------ Extracted data ------

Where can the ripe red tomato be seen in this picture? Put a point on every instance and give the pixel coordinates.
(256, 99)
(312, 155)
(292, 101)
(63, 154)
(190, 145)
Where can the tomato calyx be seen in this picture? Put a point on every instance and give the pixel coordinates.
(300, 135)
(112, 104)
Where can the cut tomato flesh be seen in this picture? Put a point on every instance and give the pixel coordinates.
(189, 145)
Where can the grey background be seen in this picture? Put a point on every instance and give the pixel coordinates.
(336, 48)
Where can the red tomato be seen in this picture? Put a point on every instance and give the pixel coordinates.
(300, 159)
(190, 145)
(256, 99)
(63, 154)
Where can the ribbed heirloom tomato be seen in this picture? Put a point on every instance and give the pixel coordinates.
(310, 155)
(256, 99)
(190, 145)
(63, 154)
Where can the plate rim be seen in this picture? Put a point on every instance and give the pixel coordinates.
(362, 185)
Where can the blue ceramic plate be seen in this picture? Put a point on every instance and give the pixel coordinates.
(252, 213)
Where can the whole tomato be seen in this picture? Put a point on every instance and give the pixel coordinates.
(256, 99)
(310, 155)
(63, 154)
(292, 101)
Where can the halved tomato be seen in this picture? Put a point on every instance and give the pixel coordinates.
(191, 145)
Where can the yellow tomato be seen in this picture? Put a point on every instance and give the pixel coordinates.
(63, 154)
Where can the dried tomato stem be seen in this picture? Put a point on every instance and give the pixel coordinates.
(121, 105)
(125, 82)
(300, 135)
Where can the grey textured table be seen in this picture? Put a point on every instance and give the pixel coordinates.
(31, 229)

------

_Task prompt_
What is needed is a word-for-word restatement of every line from the one with "Where can the halved" to the end of the entries above.

_Task output_
Where can the halved tomato be seen in this picture? Put a point on every instance and give the pixel coordinates.
(191, 145)
Where can the yellow tomato be seen in this picture? Put a point on every instance and give the pixel coordinates.
(63, 154)
Where can the dried tomato stem be seen in this picture? Put a point on every instance and give the pixel coordinates.
(121, 105)
(125, 82)
(300, 135)
Where can the grey textured table be seen in this picture? Put a point on every instance and give the pixel coordinates.
(31, 229)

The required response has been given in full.